### Task goal
Copy every one of the following entries word for word.

### Dataset
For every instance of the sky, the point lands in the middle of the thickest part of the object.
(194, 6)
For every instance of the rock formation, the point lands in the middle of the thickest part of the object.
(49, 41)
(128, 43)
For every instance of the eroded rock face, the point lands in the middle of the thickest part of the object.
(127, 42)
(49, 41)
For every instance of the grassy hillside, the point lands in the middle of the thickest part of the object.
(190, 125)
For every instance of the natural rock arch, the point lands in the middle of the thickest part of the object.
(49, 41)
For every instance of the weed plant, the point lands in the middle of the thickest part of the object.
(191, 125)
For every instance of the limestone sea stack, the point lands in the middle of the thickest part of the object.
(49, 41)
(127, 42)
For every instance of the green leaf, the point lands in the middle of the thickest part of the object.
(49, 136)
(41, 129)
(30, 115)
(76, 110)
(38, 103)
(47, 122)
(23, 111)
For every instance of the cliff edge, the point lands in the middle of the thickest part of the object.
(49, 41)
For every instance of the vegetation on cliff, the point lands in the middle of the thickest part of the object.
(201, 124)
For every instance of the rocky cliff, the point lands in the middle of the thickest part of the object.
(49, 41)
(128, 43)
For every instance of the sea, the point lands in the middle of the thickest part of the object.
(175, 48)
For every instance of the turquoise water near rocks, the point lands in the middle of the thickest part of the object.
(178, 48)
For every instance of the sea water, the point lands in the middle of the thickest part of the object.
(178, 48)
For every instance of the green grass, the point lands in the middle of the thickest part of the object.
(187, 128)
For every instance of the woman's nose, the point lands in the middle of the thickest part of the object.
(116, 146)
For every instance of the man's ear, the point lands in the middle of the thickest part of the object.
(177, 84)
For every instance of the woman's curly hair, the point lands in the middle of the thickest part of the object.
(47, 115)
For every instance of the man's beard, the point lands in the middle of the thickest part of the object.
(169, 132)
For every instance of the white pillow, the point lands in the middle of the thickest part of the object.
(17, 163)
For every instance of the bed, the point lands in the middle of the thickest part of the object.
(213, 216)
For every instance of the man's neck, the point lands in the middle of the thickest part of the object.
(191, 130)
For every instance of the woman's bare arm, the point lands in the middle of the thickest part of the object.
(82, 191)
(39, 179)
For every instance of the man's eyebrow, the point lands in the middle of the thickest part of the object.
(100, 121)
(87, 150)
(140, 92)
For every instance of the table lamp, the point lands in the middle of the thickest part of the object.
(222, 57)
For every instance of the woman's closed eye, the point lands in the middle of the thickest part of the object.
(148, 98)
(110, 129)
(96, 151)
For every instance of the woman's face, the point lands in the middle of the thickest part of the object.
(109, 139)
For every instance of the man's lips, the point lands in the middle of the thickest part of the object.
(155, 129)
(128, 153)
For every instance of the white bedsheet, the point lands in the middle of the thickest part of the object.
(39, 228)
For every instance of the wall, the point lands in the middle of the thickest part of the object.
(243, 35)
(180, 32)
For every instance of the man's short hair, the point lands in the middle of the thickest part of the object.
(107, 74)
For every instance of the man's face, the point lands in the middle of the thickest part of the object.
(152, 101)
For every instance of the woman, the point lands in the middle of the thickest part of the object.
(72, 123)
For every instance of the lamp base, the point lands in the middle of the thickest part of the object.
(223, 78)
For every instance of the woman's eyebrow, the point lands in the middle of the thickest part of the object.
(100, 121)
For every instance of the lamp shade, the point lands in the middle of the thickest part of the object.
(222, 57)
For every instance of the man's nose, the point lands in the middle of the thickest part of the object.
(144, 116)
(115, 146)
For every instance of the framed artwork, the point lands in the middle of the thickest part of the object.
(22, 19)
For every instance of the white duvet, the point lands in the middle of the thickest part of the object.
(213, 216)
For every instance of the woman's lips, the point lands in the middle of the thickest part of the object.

### Answer to this task
For every instance of the sky, the point lands in the middle of the thickest part of the object.
(194, 6)
For every instance of the rock formation, the point lands in the middle of the thickest part of the object.
(49, 41)
(128, 43)
For every instance of the eroded rock face, the point lands in the middle of the thickest part of the object.
(127, 42)
(49, 41)
For every instance of the grassy hillside, the point lands in the middle of the thickest part of the object.
(190, 125)
For every instance of the natural rock arch, the point lands in the middle of the thickest part of the object.
(49, 41)
For every instance of the weed plant, the point lands in the middle of the thickest part of the object.
(191, 125)
For every instance of the limestone sea stack, the point lands in the middle of the thickest part of the object.
(49, 41)
(127, 42)
For every instance of the green leaf, the point lands in the middle of the thickest part of the object.
(49, 136)
(41, 129)
(30, 115)
(76, 110)
(38, 103)
(47, 122)
(23, 111)
For every instance of the cliff edge, the point lands in the middle of the thickest part of the object.
(49, 41)
For every instance of the vegetation on cliff, the point lands in the middle of the thickest part of the object.
(201, 124)
For every instance of the rocky cliff, the point lands in the middle of the thickest part of the object.
(49, 41)
(128, 43)
For every instance of the sea, the point lands in the middle of the thickest part of the object.
(175, 48)
For every instance of the turquoise water near rocks, the point lands in the middle of the thickest part of the object.
(178, 48)
For every instance of the sea water, the point lands in the middle of the thickest part of the object.
(178, 48)
For every instance of the green grass, the point lands in the middle of the thickest part of the object.
(187, 128)
For every instance of the woman's nose, the point lands in the middle of the thickest part of the object.
(116, 146)
For every instance of the man's ear, the point lands in the middle of the thickest part of the object.
(177, 84)
For every instance of the woman's curly hair, the point lands in the middle of the thickest part of the object.
(47, 115)
For every instance of the man's beard, the point lands in the middle of the thickest part of the object.
(169, 132)
For every instance of the white pillow, the point lands in the middle of the thickest part of the object.
(17, 163)
For every instance of the bed, the point lands in the middle of the thickest part of the object.
(213, 216)
For every instance of the man's neck, the point lands in the middle of the thickest part of the object.
(191, 130)
For every instance of the woman's bare arm, the point lands in the middle of the thickest part of the object.
(82, 191)
(39, 179)
For every instance of the man's eyebrow, the point lands in the middle of the thickest part of the object.
(100, 121)
(87, 150)
(140, 92)
For every instance of the table lamp, the point lands in the middle of the thickest part of the object.
(222, 57)
For every instance of the woman's closed eye, the point lands in the middle of the thickest part of the object.
(148, 98)
(110, 129)
(96, 151)
For every instance of the woman's face, the point lands in the middle of the thickest part of the object.
(109, 139)
For every instance of the man's lips, the point lands in the middle of the thickest part of the object.
(155, 129)
(128, 153)
For every instance of the white bedsheet, the point lands in the middle of the thickest part of the object.
(39, 228)
For every instance of the wall, the point lands in the middle of the thickest part of the object.
(243, 35)
(180, 32)
For every instance of the man's short hair, the point lands in the middle of the thickest part of the object.
(107, 74)
For every instance of the man's face, the point lands in the middle of the thickest part of the object.
(152, 101)
For every instance of the woman, the point lands in the middle of the thickest part of the object.
(72, 123)
For every instance of the lamp base, the point lands in the middle of the thickest part of the object.
(223, 78)
For every instance of the woman's eyebrow, the point lands in the middle of the thickest part of the object.
(100, 121)
For every instance of the lamp shade, the point lands in the middle of the thickest part of the object.
(222, 57)
For every instance of the man's nose, the point lands in the middle of the thickest part of the object.
(144, 116)
(115, 146)
For every instance of the framed artwork, the point lands in the middle of the thickest part of the object.
(22, 19)
For every instance of the white duvet, the point lands in the middle of the thickest part of the object.
(213, 216)
For every instance of the woman's lips, the point lands in the middle of the thickest part of the object.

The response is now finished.